Porém, fazendo uso da categoria “carnaval” tanto estudada por Mikhail Bakhtin, filósofo russo marxista nascido em 1875 e falecido em 1975, podermos dizer que a política brasileira é como o carnaval. Estamos sendo irônicos? Não! Falamos do carnaval bakhtiniano e não em tom de menosprezo para com nossa “respeitável política”. O carnaval também não é igual em todo o mundo, mas falamos aqui de uma ideia abstrata de carnaval, trazida por Bakhtin (1987) como a festa em que manifestações várias de riso opõem-se à cultura oficial, ao tom sério das normas diárias, à Religião, à Economia, ao Direito etc.


Disse o filósofo russo:


Os espectadores não assistem ao carnaval, eles o vivem, uma vez que o carnaval pela sua própria natureza existe para todo o povo. Enquanto dura o carnaval, não se conhece outra vida senão a do carnaval. Impossível escapar a ela, pois o carnaval não tem nenhuma fronteira espacial. Durante a realização da festa, só se pode viver de acordo com as suas leis, isto é, as leis da liberdade. O carnaval possui caráter universal, é um estado peculiar do mundo: o seu renascimento e a sua renovação, dos quais participa cada indivíduo (BAKHTIN, 1987, p. 6).


A nossa política, brasileira e acreana, é como o carnaval por quê? Bem, igualmente ao carnaval nossa política deveria ser para todos. Deveria ser feita por todos e para todos. Todavia, é erigida por poucos e para poucos. Desse modo de se fazer política resulta que o carnaval, enquanto politica pública – uma festa geralmente bancada pelo Estado, também não atinge a todos. Há pessoas que não têm o que comemorar/festejar. Não vão “pular carnaval”, porquanto têm de se quedar em casa preocupadas com o que comer no dia seguinte, com que trabalho “arrumar”.

• **Objetivo do exercício**: Redigite, sem nenhuma alteração, o trecho do texto sobre o carnaval e a política que vai de “Os espectadores não” até “1987, p. 6).”.

• **Seção de dados**:
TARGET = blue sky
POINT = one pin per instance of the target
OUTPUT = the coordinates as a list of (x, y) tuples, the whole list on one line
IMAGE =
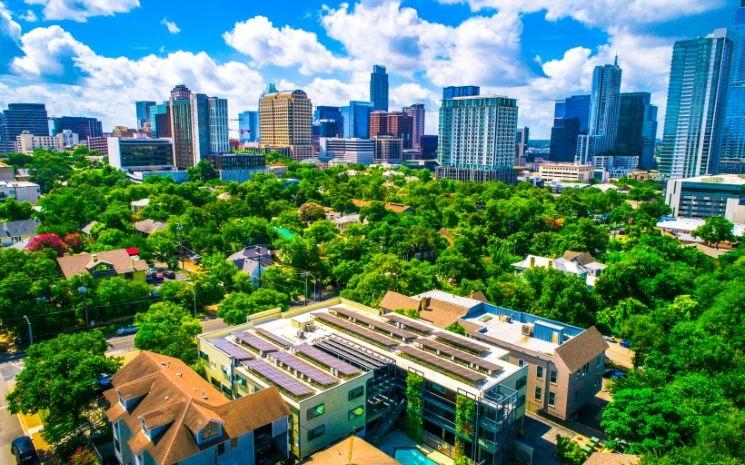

• **Resposta do exercício**:
Os espectadores não assistem ao carnaval, eles o vivem, uma vez que o carnaval pela sua própria natureza existe para todo o povo. Enquanto dura o carnaval, não se conhece outra vida senão a do carnaval. Impossível escapar a ela, pois o carnaval não tem nenhuma fronteira espacial. Durante a realização da festa, só se pode viver de acordo com as suas leis, isto é, as leis da liberdade. O carnaval possui caráter universal, é um estado peculiar do mundo: o seu renascimento e a sua renovação, dos quais participa cada indivíduo (BAKHTIN, 1987, p. 6).